◆ What you have to do ◆
From the line with "In this exercise you will tag the house" to the last line of the data below, repeat every line exactly and add nothing.

◆ Input material ◆
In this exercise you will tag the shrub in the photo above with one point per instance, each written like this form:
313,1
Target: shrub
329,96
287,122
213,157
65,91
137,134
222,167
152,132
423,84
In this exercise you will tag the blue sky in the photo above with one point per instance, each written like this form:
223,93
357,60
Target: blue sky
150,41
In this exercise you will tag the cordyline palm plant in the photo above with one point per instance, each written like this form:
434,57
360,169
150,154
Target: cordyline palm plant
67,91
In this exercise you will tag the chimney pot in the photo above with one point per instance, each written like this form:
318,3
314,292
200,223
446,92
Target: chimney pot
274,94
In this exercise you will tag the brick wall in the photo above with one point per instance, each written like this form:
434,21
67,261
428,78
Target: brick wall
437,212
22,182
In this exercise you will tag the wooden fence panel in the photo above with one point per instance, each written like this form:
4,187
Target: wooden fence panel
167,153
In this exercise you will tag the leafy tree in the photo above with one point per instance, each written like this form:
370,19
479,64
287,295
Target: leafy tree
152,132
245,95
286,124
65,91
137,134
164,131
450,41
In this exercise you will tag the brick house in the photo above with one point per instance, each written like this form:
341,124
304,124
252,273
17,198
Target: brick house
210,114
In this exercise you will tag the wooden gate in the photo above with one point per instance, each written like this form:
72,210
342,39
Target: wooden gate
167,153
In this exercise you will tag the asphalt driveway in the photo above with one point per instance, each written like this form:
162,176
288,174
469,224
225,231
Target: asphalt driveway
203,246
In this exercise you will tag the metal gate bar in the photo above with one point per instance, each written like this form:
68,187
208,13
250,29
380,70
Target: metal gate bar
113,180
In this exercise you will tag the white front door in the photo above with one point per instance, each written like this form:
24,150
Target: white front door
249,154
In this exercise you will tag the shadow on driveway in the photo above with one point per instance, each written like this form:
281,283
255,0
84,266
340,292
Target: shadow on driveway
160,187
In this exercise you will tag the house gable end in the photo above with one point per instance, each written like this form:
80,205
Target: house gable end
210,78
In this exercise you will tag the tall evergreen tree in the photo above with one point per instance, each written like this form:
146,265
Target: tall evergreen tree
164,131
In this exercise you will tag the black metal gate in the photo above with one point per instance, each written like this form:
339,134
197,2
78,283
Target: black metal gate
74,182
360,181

◆ Written answer ◆
In this exercise you will tag the house gable end in the photo above with one point per instance, each written like this form:
80,205
Target: house gable end
210,78
In this exercise you will tag the tall evergreen tree in the photo above with one point per instance, each written like this form:
146,265
Target: tall evergreen tree
164,131
In this exercise you will tag the black metal gate in the photo above with one point per instance, each written like this form:
339,134
197,2
78,283
Target: black metal gate
74,182
360,181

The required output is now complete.